Segment Start: SELECTED PASSAGE

Nuanced Models for the Influence of Information
By Ozzie Gooen @ 2025-04-10T18:28 (+19)
A common fallacy I see regarding information sources is the assumption that they either have zero impact or completely determine critical decisions.
- "Our World In Data isn't directly cited by the US President, therefore it's worthless."
- "Prediction markets haven't been adopted by top elected officials, so they contribute zero value."
- "Prediction markets are already more competent than many intellectuals, and people don't listen to them. Therefore, there's no value in them being more competent. It's a bottleneck issue, and all that matters now is marketing."
- "LLMs can't match the reasoning of elites, therefore they offer nothing."
- "The moment LLM forecasters outperform human forecasting, in certain experiments, LLMs will completely take over."
This binary thinking misrepresents how information actually propagates through systems. In reality, valuable insights rarely travel directly to ultimate decision-makers. The Hollywood model (i.e. the highly simplified model) of direct access to power oversimplifies real-world influence dynamics.
Instead, impact diffuses gradually through networks. An article might influence Sally, who shares the concept with Mark, who develops it further before passing it to Will. Information sources create ripple effects with varying degrees of influence throughout human networks - strongest at the source but still propagating outward.

Segment End: SELECTED PASSAGE

## EXERCISE DIRECTIONS
Reproduce word for word the part of the piece on how information influences decisions starting with "Instead, impact diffuses" and going on through "still propagating outward.". The records aren't needed for the task.

Segment Start: SUPPLIED INFORMATION

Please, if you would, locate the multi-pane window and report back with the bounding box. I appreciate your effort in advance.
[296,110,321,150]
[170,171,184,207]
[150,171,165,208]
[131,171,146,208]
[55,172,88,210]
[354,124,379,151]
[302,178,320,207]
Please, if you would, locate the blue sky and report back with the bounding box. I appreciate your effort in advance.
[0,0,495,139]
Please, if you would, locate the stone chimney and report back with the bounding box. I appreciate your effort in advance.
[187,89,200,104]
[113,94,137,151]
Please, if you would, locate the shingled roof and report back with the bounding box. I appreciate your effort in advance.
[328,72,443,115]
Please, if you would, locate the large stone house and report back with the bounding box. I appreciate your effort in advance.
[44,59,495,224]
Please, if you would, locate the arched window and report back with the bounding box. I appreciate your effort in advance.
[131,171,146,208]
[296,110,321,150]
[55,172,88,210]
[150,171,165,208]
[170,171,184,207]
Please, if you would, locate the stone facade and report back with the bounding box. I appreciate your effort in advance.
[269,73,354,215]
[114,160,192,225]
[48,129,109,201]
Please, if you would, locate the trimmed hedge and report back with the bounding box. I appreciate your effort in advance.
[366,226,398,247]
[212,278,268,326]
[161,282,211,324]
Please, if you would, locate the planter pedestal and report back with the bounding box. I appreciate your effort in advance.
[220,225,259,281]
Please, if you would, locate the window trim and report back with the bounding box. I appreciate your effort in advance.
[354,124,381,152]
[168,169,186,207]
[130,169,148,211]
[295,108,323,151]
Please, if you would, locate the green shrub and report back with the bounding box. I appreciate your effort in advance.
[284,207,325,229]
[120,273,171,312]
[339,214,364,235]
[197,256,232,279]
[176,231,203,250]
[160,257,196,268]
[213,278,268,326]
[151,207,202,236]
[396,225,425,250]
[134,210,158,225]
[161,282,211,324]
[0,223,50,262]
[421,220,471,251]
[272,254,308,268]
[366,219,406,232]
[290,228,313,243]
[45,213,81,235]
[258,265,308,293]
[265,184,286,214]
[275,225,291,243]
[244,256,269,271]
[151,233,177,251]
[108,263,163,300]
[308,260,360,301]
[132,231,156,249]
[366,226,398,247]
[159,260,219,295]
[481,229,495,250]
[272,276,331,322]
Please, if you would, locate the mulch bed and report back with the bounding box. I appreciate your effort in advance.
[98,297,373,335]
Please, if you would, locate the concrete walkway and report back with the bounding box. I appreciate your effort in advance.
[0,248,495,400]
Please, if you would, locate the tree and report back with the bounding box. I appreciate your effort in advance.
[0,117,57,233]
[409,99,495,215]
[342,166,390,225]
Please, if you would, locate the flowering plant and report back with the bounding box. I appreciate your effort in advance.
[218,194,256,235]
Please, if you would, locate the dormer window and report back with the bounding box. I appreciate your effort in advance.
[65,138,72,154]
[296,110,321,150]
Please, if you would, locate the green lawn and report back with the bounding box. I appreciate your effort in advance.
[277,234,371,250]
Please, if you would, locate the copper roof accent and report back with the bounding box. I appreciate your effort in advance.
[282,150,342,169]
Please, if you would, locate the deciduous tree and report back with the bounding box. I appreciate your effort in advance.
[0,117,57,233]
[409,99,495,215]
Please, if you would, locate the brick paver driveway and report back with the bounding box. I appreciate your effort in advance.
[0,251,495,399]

Segment End: SUPPLIED INFORMATION

## RESULT BELOW
Instead, impact diffuses gradually through networks. An article might influence Sally, who shares the concept with Mark, who develops it further before passing it to Will. Information sources create ripple effects with varying degrees of influence throughout human networks - strongest at the source but still propagating outward.